*** Begin section ***

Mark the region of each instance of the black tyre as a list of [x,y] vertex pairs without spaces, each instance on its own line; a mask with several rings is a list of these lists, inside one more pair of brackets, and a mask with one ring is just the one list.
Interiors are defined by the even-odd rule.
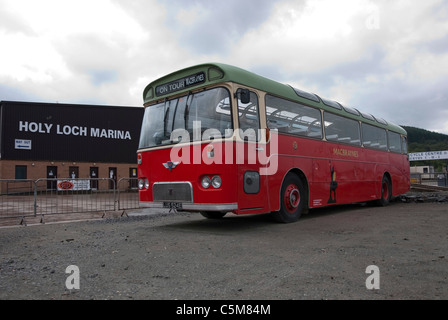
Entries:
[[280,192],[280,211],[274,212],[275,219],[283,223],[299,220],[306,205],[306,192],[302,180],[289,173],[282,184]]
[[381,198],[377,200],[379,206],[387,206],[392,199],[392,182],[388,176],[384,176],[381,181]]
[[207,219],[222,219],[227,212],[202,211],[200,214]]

*** End section ***
*** Begin section ***

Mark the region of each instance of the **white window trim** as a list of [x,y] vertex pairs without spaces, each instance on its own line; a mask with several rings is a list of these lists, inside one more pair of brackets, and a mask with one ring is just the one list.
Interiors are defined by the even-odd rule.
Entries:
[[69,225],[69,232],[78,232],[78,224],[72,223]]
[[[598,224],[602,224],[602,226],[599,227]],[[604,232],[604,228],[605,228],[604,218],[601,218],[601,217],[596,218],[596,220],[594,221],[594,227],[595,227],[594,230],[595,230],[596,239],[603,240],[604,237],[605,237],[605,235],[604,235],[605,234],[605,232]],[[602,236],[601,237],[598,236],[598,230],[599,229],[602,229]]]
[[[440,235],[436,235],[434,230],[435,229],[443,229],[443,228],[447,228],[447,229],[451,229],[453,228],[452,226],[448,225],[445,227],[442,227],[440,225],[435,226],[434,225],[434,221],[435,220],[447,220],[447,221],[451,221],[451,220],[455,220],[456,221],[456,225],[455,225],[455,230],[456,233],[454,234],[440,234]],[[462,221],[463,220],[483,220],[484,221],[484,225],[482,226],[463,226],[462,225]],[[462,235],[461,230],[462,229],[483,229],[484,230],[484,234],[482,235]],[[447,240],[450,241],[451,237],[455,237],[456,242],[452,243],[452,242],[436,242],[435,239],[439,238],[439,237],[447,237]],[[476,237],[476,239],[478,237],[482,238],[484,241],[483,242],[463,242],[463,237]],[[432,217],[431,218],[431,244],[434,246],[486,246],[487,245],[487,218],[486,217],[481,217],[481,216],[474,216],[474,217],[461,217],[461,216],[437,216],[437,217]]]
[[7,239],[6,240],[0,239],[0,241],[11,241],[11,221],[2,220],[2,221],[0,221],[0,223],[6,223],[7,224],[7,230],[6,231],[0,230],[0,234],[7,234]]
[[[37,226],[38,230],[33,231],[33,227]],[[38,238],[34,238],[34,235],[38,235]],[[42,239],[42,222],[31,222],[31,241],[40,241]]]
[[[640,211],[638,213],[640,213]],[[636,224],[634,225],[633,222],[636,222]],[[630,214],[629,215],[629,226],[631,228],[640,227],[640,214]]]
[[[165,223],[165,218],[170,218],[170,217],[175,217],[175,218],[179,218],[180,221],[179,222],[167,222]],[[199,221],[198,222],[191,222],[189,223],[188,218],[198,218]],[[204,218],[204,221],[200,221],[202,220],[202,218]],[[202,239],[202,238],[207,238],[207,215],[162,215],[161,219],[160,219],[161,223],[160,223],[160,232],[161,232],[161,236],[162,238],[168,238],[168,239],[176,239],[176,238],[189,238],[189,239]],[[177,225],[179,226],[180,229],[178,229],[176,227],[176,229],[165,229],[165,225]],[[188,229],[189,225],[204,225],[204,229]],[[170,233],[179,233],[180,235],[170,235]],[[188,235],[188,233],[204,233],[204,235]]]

*** End section ***
*** Begin section ***

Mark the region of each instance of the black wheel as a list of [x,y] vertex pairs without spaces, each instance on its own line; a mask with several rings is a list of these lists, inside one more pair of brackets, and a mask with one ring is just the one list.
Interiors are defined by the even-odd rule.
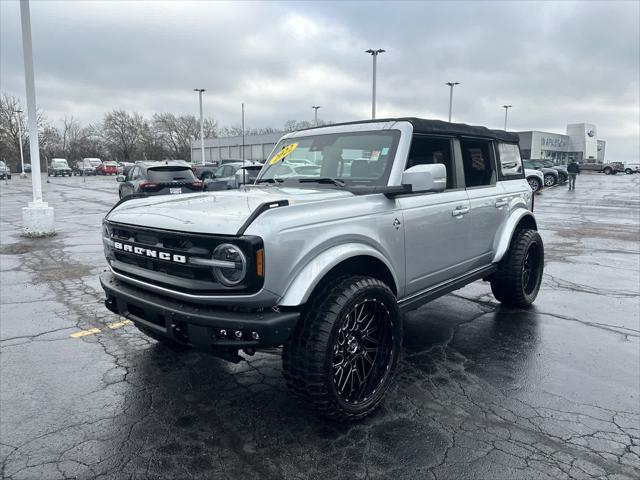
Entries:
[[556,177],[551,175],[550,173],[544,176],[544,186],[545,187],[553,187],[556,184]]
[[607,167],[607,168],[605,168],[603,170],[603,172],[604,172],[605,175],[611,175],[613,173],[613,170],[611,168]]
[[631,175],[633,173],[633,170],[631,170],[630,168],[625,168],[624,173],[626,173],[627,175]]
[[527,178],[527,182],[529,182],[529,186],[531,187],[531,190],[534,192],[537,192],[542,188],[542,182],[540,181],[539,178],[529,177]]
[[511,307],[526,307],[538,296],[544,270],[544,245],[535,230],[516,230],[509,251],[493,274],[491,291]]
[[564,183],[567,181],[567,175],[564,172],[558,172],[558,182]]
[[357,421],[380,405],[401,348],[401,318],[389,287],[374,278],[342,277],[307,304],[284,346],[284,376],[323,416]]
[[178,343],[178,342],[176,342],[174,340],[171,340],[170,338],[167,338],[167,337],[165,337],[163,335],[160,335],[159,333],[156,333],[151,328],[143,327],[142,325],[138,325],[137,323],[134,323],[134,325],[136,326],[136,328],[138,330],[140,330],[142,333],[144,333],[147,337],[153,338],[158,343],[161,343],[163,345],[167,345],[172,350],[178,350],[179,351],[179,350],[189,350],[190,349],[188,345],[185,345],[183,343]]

*** End section ***

WORK ORDER: Scan the entries above for the string "more" and copy each line that contains it.

ANSWER FOR THIS EXERCISE:
Mark the region of each instance of the black tyre as a list of [x,y] vertex pairs without spaces, each instance on its own line; a mask with several rings is a list of these lists, inside one more pair of brackets, and a mask with one ring is just the one list.
Mark the region of each instance of the **white window trim** as a list of [x,y] vertex pairs without spaces, each instance on its own line; a mask with several rings is a list of these lists, inside one more pair of brackets, and a mask with one ring is just the one list.
Mark the region of each instance of the black wheel as a list of [x,y] vertex pairs without spaces, each instance on its own line; a mask with several rings is a list of these lists, inside one more pair of brackets, and a mask with one ring is just the one list.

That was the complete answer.